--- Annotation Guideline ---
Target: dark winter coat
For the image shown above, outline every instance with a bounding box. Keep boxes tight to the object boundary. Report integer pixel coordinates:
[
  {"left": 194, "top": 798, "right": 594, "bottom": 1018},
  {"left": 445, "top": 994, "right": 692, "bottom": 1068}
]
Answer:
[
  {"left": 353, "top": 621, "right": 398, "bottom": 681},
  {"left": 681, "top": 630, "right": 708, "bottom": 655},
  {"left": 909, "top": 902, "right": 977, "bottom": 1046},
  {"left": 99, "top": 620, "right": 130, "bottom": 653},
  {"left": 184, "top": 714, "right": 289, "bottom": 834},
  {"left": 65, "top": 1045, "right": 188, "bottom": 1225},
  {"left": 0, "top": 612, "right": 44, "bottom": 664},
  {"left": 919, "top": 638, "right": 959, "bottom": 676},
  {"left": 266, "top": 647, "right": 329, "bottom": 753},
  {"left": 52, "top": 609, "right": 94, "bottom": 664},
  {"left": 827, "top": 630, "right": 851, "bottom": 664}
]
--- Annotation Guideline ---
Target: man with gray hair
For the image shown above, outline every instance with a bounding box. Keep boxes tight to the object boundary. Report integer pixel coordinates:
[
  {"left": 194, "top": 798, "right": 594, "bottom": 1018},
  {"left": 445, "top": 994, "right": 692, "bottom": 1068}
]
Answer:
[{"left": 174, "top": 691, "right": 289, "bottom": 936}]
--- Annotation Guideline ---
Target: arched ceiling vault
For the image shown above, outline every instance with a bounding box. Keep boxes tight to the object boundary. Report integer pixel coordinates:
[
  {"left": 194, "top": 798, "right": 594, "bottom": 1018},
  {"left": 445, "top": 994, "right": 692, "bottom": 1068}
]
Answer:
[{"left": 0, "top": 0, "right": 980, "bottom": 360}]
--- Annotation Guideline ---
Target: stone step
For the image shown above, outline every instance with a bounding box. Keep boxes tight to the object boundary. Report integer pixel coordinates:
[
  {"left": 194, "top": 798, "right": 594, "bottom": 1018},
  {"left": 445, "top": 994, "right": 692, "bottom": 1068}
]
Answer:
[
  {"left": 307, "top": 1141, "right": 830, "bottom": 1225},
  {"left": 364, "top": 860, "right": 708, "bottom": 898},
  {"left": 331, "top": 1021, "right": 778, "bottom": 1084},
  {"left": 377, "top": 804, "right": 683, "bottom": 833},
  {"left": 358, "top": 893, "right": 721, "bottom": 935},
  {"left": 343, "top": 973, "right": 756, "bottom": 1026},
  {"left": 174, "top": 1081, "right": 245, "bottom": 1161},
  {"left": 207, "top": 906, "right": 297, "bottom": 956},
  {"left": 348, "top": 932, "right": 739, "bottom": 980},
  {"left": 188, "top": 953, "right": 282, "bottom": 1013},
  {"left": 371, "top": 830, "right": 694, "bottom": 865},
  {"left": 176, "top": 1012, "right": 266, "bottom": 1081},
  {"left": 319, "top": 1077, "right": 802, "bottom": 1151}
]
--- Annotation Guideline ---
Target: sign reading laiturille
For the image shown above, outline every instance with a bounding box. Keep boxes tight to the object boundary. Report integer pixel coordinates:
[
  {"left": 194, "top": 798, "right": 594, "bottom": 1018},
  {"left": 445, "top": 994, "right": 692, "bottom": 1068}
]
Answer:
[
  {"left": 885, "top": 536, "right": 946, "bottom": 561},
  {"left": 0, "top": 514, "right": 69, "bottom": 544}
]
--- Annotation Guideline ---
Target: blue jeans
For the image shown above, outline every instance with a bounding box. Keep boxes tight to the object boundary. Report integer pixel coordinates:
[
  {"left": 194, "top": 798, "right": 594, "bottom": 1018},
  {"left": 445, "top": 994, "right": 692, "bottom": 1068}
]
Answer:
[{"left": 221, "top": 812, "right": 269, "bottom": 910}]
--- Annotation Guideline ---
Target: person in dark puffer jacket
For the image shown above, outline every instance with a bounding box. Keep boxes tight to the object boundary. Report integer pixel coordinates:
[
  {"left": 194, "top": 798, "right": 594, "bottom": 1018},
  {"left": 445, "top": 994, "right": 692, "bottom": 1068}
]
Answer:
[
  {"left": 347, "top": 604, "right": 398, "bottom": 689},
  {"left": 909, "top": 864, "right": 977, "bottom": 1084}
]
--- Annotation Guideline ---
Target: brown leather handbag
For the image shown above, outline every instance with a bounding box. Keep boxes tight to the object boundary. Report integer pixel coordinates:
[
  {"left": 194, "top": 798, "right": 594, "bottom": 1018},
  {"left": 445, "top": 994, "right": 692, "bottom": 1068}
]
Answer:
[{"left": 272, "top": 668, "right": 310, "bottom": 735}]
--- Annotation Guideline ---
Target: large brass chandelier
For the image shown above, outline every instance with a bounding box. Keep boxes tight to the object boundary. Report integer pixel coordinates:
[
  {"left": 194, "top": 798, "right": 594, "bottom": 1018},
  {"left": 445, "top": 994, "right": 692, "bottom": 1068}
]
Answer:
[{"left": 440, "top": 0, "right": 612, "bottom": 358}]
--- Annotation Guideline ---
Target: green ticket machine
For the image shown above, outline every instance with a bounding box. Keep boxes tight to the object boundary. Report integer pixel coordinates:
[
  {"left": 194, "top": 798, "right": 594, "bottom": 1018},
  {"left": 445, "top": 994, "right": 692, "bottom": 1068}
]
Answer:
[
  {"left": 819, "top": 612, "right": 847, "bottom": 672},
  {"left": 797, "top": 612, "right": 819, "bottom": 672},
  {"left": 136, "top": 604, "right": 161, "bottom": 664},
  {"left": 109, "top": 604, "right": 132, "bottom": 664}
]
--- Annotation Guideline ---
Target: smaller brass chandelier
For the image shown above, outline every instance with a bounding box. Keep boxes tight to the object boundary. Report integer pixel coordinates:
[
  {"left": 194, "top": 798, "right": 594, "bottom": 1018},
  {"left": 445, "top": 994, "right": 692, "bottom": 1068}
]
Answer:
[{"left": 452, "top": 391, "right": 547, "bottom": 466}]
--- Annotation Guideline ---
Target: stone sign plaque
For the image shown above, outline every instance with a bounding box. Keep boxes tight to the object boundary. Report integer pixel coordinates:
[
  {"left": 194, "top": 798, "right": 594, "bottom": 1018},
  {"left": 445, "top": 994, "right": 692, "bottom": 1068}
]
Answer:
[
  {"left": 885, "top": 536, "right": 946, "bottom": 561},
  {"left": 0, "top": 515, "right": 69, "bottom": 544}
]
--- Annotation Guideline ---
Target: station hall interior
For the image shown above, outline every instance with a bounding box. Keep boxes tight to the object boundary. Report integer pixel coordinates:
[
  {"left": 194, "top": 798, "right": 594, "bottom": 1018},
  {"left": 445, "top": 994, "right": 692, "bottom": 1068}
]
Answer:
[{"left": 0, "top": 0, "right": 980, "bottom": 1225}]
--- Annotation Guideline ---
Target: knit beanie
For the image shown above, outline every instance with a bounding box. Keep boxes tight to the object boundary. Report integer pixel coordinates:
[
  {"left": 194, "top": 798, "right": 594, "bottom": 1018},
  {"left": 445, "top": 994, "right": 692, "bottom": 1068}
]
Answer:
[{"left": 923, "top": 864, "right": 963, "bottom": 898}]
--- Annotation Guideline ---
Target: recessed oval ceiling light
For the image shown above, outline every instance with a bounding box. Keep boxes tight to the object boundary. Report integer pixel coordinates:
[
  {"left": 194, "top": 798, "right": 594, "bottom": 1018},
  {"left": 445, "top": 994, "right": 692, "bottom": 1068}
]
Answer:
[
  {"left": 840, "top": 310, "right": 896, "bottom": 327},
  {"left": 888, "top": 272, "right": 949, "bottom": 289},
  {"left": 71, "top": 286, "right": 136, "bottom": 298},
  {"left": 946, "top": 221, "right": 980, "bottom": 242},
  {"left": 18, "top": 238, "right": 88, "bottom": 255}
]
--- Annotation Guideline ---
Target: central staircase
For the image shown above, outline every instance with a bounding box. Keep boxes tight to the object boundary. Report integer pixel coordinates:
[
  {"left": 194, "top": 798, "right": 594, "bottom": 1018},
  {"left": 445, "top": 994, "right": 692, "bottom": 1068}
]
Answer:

Set task -
Select every line of the records above that contains the word "chandelier", and copy each one in full.

Final result -
Target: large brass chandelier
Target: smaller brass chandelier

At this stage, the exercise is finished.